(Task data Opens)

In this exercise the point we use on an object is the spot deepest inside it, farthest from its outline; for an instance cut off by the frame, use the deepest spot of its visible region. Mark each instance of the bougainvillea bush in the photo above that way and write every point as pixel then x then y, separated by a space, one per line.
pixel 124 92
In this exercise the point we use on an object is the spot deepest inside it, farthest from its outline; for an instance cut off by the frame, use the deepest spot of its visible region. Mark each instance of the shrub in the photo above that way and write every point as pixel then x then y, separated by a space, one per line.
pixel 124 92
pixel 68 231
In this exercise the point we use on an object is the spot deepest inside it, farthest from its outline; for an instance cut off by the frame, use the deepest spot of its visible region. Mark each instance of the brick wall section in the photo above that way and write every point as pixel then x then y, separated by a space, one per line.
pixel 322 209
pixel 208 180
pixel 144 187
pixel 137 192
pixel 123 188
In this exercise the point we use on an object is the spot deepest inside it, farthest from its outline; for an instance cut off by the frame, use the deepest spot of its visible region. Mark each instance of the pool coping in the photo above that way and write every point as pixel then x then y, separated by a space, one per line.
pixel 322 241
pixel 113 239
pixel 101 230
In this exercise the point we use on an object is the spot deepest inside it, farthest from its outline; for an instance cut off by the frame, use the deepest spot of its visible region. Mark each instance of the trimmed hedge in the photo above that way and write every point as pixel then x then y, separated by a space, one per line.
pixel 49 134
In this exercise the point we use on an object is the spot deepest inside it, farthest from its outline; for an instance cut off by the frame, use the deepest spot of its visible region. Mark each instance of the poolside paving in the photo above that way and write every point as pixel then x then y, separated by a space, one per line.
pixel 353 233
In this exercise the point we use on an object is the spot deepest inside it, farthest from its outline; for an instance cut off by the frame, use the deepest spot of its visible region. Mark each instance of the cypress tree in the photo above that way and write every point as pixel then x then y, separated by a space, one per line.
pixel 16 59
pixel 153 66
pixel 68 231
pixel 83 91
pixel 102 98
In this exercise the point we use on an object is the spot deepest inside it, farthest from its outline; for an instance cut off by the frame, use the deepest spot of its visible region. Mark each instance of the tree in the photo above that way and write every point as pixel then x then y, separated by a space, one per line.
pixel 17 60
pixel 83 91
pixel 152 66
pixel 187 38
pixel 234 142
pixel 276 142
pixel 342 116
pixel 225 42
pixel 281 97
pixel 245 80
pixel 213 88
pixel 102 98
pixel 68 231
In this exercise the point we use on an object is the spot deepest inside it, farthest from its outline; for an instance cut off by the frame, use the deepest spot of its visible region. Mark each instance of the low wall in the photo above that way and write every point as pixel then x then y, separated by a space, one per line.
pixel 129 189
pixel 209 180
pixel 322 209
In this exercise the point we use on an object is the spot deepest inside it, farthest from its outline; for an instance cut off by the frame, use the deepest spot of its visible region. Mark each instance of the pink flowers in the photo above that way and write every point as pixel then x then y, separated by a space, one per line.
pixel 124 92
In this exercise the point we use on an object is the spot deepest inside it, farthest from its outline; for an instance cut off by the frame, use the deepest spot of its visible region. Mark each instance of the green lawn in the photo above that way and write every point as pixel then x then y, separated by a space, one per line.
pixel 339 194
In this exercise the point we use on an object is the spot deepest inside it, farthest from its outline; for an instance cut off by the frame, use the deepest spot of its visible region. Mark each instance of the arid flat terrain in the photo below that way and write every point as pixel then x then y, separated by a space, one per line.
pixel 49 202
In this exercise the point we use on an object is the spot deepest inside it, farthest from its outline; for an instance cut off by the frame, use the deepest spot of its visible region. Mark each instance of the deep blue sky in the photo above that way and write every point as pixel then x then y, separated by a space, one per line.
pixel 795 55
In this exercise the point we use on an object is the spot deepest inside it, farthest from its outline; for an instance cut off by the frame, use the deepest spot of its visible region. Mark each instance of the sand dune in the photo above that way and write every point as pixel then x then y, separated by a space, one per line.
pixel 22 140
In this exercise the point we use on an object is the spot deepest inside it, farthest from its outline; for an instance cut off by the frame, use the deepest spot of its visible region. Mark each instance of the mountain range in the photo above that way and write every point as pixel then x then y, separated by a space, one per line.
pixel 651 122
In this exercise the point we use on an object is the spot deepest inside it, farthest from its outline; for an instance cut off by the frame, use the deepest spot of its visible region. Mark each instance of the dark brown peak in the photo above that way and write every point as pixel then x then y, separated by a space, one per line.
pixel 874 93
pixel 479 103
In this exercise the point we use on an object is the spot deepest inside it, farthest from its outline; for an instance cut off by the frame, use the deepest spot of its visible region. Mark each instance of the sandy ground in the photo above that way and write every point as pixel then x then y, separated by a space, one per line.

(Task data Closes)

# What the task requires:
In full and without alteration, repeat the records.

# Answer section:
In this exercise the point we use on an object is the spot deepest inside it, farthest from its outline; for an instance cut off by the frame, use the deepest spot of its visible region. Mark each instance of the bougainvillea bush in the photo above that way and write every point as pixel then x then y, separated by a space, one per line.
pixel 124 92
In this exercise the point we use on an object is the spot deepest inside it, farthest from its outline; for an instance cut off by the frame, use the deepest spot of its visible region. Mark each instance of the shrub in the photo above that way and write every point as pixel then x then y, separated by a space, one per line.
pixel 124 92
pixel 68 231
In this exercise the point we use on an object is the spot deepest inside it, farthest from its outline; for an instance cut off by the frame, use the deepest spot of its visible region. Mark each instance of the brick wall section in the photo above that way and write every point as pixel then x then y, separated by a space, one per line.
pixel 322 209
pixel 208 180
pixel 144 187
pixel 137 192
pixel 123 188
In this exercise the point we use on an object is the spot deepest inside it, farthest from its outline; for an instance cut off by the frame, use the deepest spot of its visible region. Mark each instance of the pool coping in the photo above that way and write every point as pixel then x then y, separated by a space, one per line.
pixel 322 241
pixel 113 239
pixel 101 230
In this exercise the point we use on an object is the spot deepest inside it, farthest from its outline; for an instance cut off by the frame, use the deepest spot of its visible region. Mark each instance of the trimmed hedge in the photo above that way and write every point as pixel then x then y, separated by a space, one per line.
pixel 49 134
In this exercise the point we use on an object is the spot deepest inside it, farthest from its outline; for an instance cut off by the frame, use the deepest spot of its visible region. Mark each instance of the poolside paving in the photo above that way and write every point as pixel then x then y, separated by a space, one per line.
pixel 353 233
In this exercise the point we use on an object is the spot deepest inside it, farthest from its outline; for an instance cut off by the frame, use the deepest spot of its visible region. Mark each instance of the cypress tree in the photo above that way and write every point as pixel then x then y, separated by a space, one per line.
pixel 16 59
pixel 153 66
pixel 68 231
pixel 83 91
pixel 102 98
In this exercise the point we use on an object is the spot deepest inside it, farthest from its outline; for an instance cut off by the frame, use the deepest spot of its visible region. Mark each instance of the tree in the photo above that way and write every point as pixel then x then y, separated by a space, one per line.
pixel 17 60
pixel 83 91
pixel 152 66
pixel 187 38
pixel 234 142
pixel 276 142
pixel 342 116
pixel 225 42
pixel 281 97
pixel 245 80
pixel 213 88
pixel 102 98
pixel 68 231
In this exercise the point we use on an object is the spot deepest inside it, farthest from its outline; for an instance cut off by the frame, use the deepest spot of its visible region. Mark each instance of the low wall in the photo above that way and write every point as pixel then x then y, separated by a space, one per line.
pixel 129 189
pixel 209 180
pixel 322 209
In this exercise the point we use on an object is the spot deepest inside it, farthest from its outline; for an instance cut off by the frame, use the deepest spot of its visible region. Mark each instance of the pink flowers in the photo above that way and write every point as pixel then x then y, separated by a space, one per line.
pixel 124 92
In this exercise the point we use on an object is the spot deepest inside it, farthest from its outline; for an instance cut off by the frame, use the deepest spot of its visible region. Mark each instance of the green lawn in the photo above that way and write every point as pixel then x then y, separated by a space, one per line.
pixel 339 194
In this exercise the point we use on an object is the spot deepest inside it, farthest from its outline; for an instance cut off by the frame, use the deepest spot of its visible region. Mark each instance of the arid flat terrain in the photo below that way and write every point as pixel then x then y, separated by a space, one per line.
pixel 49 202
In this exercise the point we use on an object is the spot deepest inside it, farthest from its outline; for an instance cut off by the frame, use the deepest spot of its visible region. Mark each instance of the deep blue sky in the photo above that way and write every point as pixel then x then y, separated by a space, one per line.
pixel 795 55
In this exercise the point we use on an object is the spot deepest inside it, farthest from its outline; for an instance cut off by the frame, use the deepest spot of its visible region. Mark each instance of the sand dune in the photo above that way and write every point as pixel then x then y, separated by a space, one per line.
pixel 22 140
In this exercise the point we use on an object is the spot deepest inside it, farthest from its outline; for an instance cut off by the frame, use the deepest spot of its visible region. Mark each instance of the mountain range in the photo above that way and write every point as pixel then x then y, separated by a space, one per line.
pixel 651 122
In this exercise the point we use on an object is the spot deepest inside it, farthest from its outline; for an instance cut off by the frame, use the deepest spot of its visible region. Mark each instance of the dark brown peak in the photo above that way and write every point as pixel then x then y, separated by a space, one per line.
pixel 874 93
pixel 479 103
In this exercise the point we use on an object is the spot deepest inside it, farthest from its outline; for an instance cut off by the frame, use the deepest spot of its visible region. Mark each instance of the sandy ground in the photo above that way and write every point as pixel then x then y, separated by a space, one per line.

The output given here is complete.